## Stored rows
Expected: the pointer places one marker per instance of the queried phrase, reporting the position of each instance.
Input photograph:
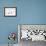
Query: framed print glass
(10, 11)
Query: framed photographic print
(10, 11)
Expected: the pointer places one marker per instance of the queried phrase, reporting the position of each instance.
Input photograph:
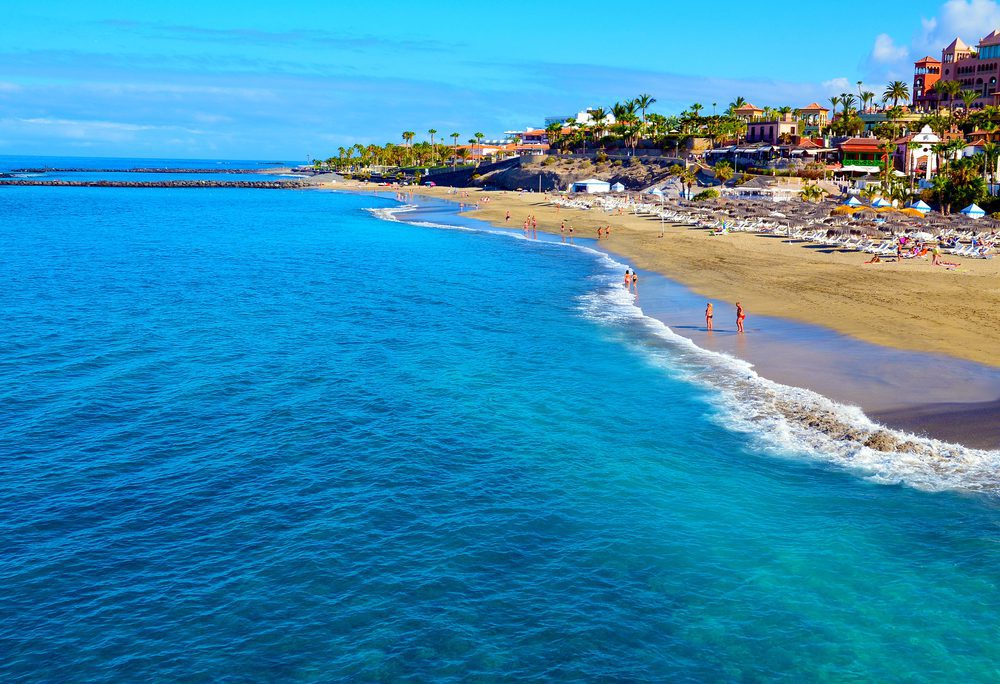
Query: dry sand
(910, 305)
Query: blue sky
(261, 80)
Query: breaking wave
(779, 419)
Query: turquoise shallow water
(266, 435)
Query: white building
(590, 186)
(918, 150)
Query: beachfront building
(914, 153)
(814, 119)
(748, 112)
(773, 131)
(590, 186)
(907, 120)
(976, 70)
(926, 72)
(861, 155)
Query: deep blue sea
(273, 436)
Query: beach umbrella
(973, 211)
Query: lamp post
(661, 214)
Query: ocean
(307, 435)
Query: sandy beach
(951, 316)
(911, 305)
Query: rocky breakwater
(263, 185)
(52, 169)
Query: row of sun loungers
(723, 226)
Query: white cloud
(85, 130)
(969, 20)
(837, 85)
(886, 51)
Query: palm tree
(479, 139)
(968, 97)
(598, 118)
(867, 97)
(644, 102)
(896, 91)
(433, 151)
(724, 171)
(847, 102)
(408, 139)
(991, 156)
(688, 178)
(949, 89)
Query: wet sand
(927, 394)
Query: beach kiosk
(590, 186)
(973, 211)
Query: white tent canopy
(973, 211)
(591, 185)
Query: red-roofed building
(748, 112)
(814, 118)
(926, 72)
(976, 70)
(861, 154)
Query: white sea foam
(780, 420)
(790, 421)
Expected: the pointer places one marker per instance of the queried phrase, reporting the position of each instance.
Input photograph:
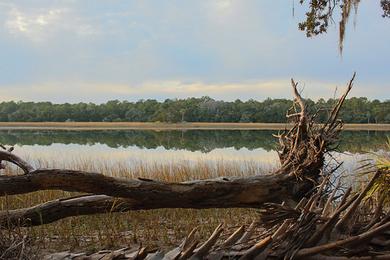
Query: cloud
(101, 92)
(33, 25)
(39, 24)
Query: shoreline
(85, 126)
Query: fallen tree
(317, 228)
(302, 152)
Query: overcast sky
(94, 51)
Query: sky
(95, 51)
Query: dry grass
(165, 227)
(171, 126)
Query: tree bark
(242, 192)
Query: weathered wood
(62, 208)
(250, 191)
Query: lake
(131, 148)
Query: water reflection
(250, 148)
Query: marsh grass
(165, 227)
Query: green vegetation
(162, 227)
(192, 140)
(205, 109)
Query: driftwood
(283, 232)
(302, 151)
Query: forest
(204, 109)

## Problem details
Reproduce all the rows above, swapping "Input photograph" for "Source image" wherever it occurs and changing nothing else. Omit the pictures from your answer.

## Result below
Expected: the pointer places one marker per instance of the queried phrase, reporting the position of each instance.
Source image:
Query: framed print glass
(10, 11)
Query: framed photographic print
(10, 11)
Expected: the pointer places one marker per instance of the queried phrase, reporting the position of each instance.
Source image:
Query: dry sand
(910, 305)
Query: blue sky
(261, 80)
Query: breaking wave
(779, 419)
Query: turquoise shallow water
(266, 435)
Query: white building
(590, 186)
(918, 150)
Query: beachfront building
(914, 153)
(814, 119)
(748, 112)
(773, 131)
(590, 186)
(907, 120)
(976, 70)
(926, 72)
(861, 155)
Query: deep blue sea
(273, 436)
Query: beach umbrella
(973, 211)
Query: lamp post
(661, 214)
Query: ocean
(307, 435)
Query: sandy beach
(951, 316)
(911, 305)
Query: rocky breakwater
(263, 185)
(52, 169)
Query: row of sun loungers
(723, 226)
Query: white cloud
(85, 130)
(969, 20)
(837, 85)
(886, 51)
Query: palm tree
(479, 139)
(968, 97)
(598, 118)
(867, 97)
(644, 102)
(896, 91)
(433, 151)
(724, 171)
(847, 102)
(408, 139)
(991, 156)
(688, 178)
(949, 89)
Query: wet sand
(927, 394)
Query: beach kiosk
(590, 186)
(973, 211)
Query: white tent canopy
(973, 211)
(591, 185)
Query: red-roofed building
(748, 112)
(814, 118)
(926, 72)
(976, 70)
(861, 154)
Query: white sea foam
(780, 420)
(790, 421)
Expected: the pointer places one marker per instance of the queried phrase, reporting the position of each instance.
Source image:
Query: cloud
(101, 92)
(33, 25)
(39, 24)
Query: shoreline
(85, 126)
Query: fallen tree
(317, 228)
(302, 152)
Query: overcast sky
(94, 51)
Query: sky
(95, 51)
Query: dry grass
(165, 227)
(171, 126)
Query: tree bark
(242, 192)
Query: weathered wood
(62, 208)
(250, 191)
Query: lake
(131, 148)
Query: water reflection
(250, 148)
Query: marsh grass
(165, 227)
Query: green vegetation
(162, 227)
(192, 140)
(205, 109)
Query: driftwood
(283, 232)
(302, 151)
Query: forest
(204, 109)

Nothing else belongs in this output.